** Start **

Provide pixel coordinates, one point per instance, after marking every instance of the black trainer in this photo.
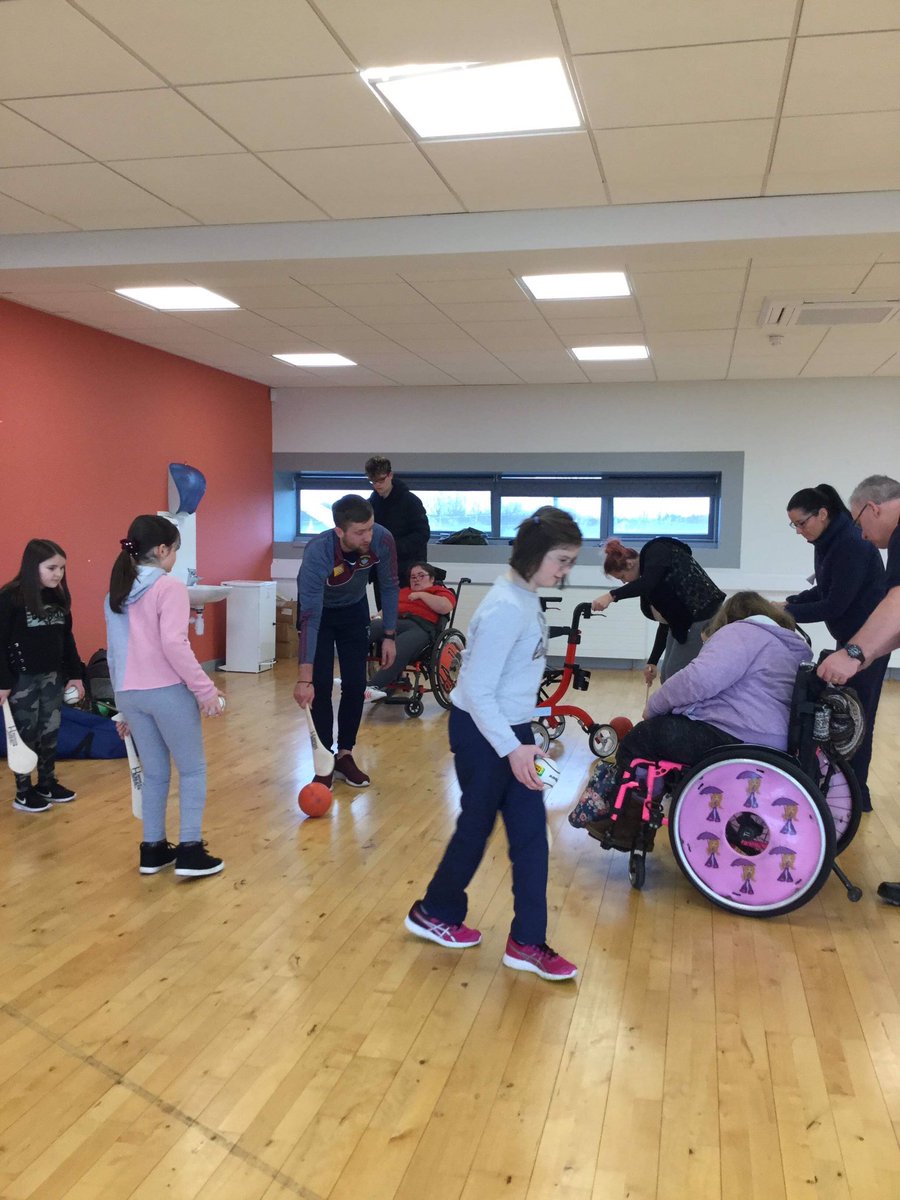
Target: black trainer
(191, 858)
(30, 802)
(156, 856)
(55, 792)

** End **

- _The exercise_
Swap "black trainer" for "black sneaker" everywhere in the data above, and write the data out again with nothing else altered. Leave out the picture.

- _Written answer_
Provide pixel coordinates, one point per instance, after marking every instance of the black sneaker in this photo.
Target: black sneaker
(191, 858)
(30, 802)
(156, 856)
(55, 792)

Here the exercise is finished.